=== Task brief ===
Copy out every line of the material below, character for character, apart from the pictures.

Data in this exercise section start

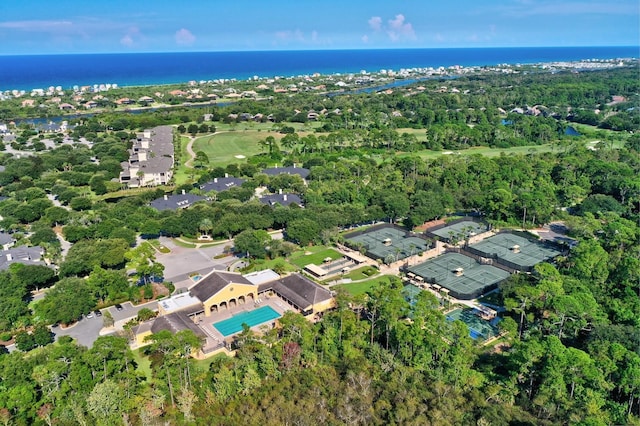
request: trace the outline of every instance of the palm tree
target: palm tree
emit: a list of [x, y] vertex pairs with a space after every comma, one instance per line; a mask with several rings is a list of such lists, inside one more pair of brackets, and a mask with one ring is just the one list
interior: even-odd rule
[[202, 232], [203, 236], [209, 236], [209, 232], [213, 229], [213, 223], [211, 222], [211, 219], [204, 218], [200, 222], [200, 226], [198, 228], [200, 229], [200, 232]]

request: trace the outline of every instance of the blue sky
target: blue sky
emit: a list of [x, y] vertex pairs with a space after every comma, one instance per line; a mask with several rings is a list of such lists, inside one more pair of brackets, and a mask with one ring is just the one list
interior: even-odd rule
[[0, 0], [0, 55], [640, 44], [638, 0]]

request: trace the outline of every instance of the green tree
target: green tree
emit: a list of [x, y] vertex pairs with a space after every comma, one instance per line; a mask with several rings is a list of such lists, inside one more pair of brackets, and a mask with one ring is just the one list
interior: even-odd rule
[[267, 246], [270, 242], [271, 235], [267, 231], [247, 229], [235, 236], [234, 250], [236, 253], [263, 259], [267, 255]]
[[124, 394], [113, 380], [97, 383], [87, 397], [87, 410], [98, 424], [112, 424], [119, 417]]
[[69, 324], [95, 307], [91, 288], [81, 278], [63, 278], [47, 291], [36, 311], [47, 322]]

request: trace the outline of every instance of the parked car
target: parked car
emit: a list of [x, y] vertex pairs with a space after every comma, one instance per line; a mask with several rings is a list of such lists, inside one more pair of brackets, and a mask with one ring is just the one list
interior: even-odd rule
[[118, 303], [118, 304], [116, 305], [116, 311], [121, 311], [121, 310], [123, 310], [123, 309], [124, 309], [124, 308], [122, 307], [122, 305], [121, 305], [121, 304], [119, 304], [119, 303]]
[[91, 318], [93, 318], [93, 312], [89, 312], [89, 313], [87, 314], [87, 319], [91, 319]]
[[97, 317], [102, 316], [102, 311], [100, 309], [96, 309], [95, 311], [93, 311], [93, 313], [96, 314]]

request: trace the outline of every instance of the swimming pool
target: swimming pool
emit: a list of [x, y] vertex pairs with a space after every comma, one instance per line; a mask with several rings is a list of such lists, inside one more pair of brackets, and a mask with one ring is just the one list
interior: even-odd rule
[[216, 322], [213, 326], [227, 337], [242, 331], [242, 324], [247, 324], [249, 327], [253, 327], [273, 319], [280, 318], [280, 314], [276, 312], [271, 306], [263, 306], [253, 311], [243, 312], [238, 315], [234, 315], [224, 321]]

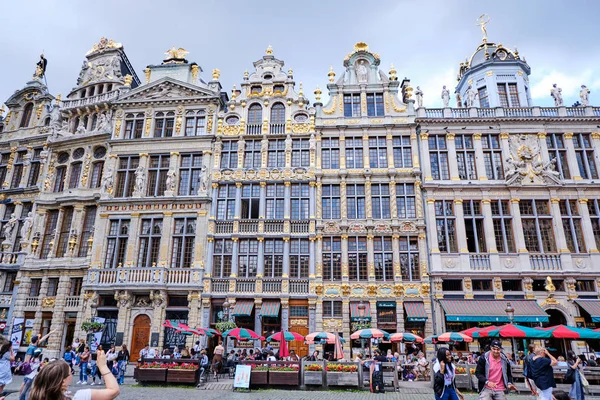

Data in this exercise section end

=== Task solution ===
request: trace the outline of every instance of the palm tree
target: palm tree
emit: a list of [x, y] vertex pairs with a space after every comma, one instance per line; a mask with several rings is a list of such lists, inside one more pair of brackets, and a mask with one ring is just the one list
interior: even-odd rule
[[202, 232], [203, 236], [209, 236], [209, 232], [213, 229], [213, 223], [211, 222], [211, 219], [204, 218], [200, 222], [200, 226], [198, 228], [200, 229], [200, 232]]

request: trace the outline of every instance of the blue sky
target: blue sky
emit: a list of [x, y] vertex pairs with a space after every comma, one instance per line; a mask with several rings is a list of such lists, inside one more pair of brackets, and a mask with one ring is just the one list
interior: even-odd rule
[[0, 0], [0, 55], [640, 44], [638, 0]]

request: trace the outline of every instance of the green tree
target: green tree
emit: a list of [x, y] vertex pairs with a space after every comma, one instance per line; a mask with several rings is a list of such lists, inside one more pair of brackets, and a mask with one ring is just the one list
interior: even-odd rule
[[267, 246], [270, 242], [271, 235], [267, 231], [247, 229], [235, 236], [234, 250], [236, 253], [263, 259], [267, 255]]
[[124, 394], [113, 380], [97, 383], [87, 397], [87, 410], [98, 424], [112, 424], [119, 417]]
[[69, 324], [95, 307], [91, 288], [81, 278], [63, 278], [47, 291], [36, 311], [47, 322]]

request: trace the outline of every instance of the parked car
target: parked car
emit: a list of [x, y] vertex pairs with a space after every comma, one instance per line; a mask with several rings is a list of such lists, inside one more pair of brackets, and a mask with one ring is just the one list
interior: even-odd rule
[[118, 303], [118, 304], [116, 305], [116, 311], [121, 311], [121, 310], [123, 310], [123, 309], [124, 309], [124, 308], [122, 307], [122, 305], [121, 305], [121, 304], [119, 304], [119, 303]]
[[91, 318], [93, 318], [93, 312], [89, 312], [89, 313], [87, 314], [87, 319], [91, 319]]
[[97, 317], [102, 316], [102, 311], [100, 309], [96, 309], [95, 311], [93, 311], [93, 313], [96, 314]]

request: trace the outline of every instance of the swimming pool
target: swimming pool
emit: a list of [x, y] vertex pairs with a space after every comma, one instance per line; a mask with several rings is a list of such lists, inside one more pair of brackets, and a mask with one ring is just the one list
interior: even-odd rule
[[216, 322], [213, 326], [227, 337], [242, 331], [242, 324], [247, 324], [249, 327], [253, 327], [273, 319], [280, 318], [280, 314], [276, 312], [271, 306], [263, 306], [253, 311], [243, 312], [238, 315], [234, 315], [224, 321]]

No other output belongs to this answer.